• _Exercise goal_:
Transcribe the entries that follow exactly as they appear, minus pictures.

• _Supplied data_:

----------

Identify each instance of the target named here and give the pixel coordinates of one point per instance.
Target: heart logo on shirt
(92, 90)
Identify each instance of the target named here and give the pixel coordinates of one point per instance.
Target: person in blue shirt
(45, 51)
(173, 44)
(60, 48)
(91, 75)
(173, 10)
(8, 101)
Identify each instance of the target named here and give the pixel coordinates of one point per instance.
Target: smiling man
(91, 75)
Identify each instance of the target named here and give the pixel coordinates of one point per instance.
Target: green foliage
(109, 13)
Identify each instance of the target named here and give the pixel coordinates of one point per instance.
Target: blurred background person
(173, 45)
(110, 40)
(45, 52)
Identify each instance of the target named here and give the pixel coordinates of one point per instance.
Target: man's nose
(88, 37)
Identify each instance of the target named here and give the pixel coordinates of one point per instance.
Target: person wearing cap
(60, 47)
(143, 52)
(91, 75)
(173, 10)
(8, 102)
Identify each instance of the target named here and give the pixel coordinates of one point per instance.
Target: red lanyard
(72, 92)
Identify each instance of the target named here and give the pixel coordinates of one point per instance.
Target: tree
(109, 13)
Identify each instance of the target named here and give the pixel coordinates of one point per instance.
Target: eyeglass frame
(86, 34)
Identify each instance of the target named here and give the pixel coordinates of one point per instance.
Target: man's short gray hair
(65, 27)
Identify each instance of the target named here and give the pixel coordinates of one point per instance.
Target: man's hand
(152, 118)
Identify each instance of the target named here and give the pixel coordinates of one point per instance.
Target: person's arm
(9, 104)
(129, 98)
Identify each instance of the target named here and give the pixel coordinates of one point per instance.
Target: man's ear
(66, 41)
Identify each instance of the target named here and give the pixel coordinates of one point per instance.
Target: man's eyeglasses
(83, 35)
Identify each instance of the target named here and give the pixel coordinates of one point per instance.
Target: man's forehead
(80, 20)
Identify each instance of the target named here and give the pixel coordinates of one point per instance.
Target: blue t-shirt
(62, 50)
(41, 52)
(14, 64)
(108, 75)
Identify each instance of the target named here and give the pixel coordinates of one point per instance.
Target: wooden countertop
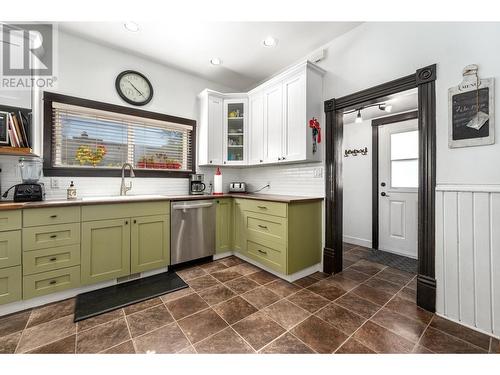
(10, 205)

----------

• _Exercise result_:
Identify each instance of the target named here and give the pixel coordinates of one point per instance.
Target: heart logo on shirt
(92, 90)
Identify each instance of the target named here and give the pixel coordinates of one point per instance.
Target: person in blue shirt
(45, 51)
(173, 44)
(60, 48)
(91, 75)
(173, 10)
(8, 101)
Identify each instance of the target named here and give the pixel coordinates of one point per instance.
Target: smiling man
(91, 75)
Identify each instance of the target named here and give the pixel coordinates of one point per instance.
Target: green foliage
(109, 13)
Identify each instance of the target named here and give the pixel coordinates of one point per instance.
Target: blurred background person
(173, 45)
(110, 40)
(45, 52)
Identify each instance of the target named here and give the pixel coordinates of one point per instance.
Target: man's nose
(88, 37)
Identify each instance of the target named here and give the pixel coordinates of one point per instance.
Target: person wearing cap
(60, 47)
(143, 52)
(91, 75)
(173, 10)
(8, 102)
Identify each instance of the target named here and give the pixel coordinates of one point per instance.
Target: red lanyard
(72, 92)
Identify each instance of the target named here and give the pixel coordinates of one point per instance.
Target: tree
(109, 13)
Identify each instance of the target named here and give the pixel coordinates of one point per instance.
Target: eyeglass frame
(86, 34)
Identify each instance of the target named here and give the pixel coordinates of one point per instance.
Target: man's short gray hair
(65, 27)
Identify each instance of the target named here and give the pixel coordinates of one point per instance.
Target: man's hand
(152, 118)
Identify each instance of the target named here and give the pixel coordinates of one point per instance.
Target: person's arm
(9, 104)
(129, 98)
Identify each instance of the target named here and give the pixel coordinates of one point per instance.
Target: man's ear
(66, 41)
Identify each instance of the target named here and give the pixel coordinates of one point per instance.
Target: man's eyeglasses
(83, 35)
Identify each instance of the target named here and give the pixel coordinates of one point per instance.
Target: man's forehead
(80, 20)
Identify each instance of the target named here and give the pixel coordinates of one point per instance.
Target: blue t-shirt
(62, 50)
(41, 52)
(14, 64)
(108, 75)
Identify each instance of the target named here and give the pixel coordinates of one point per instance.
Target: wooden countertop
(10, 205)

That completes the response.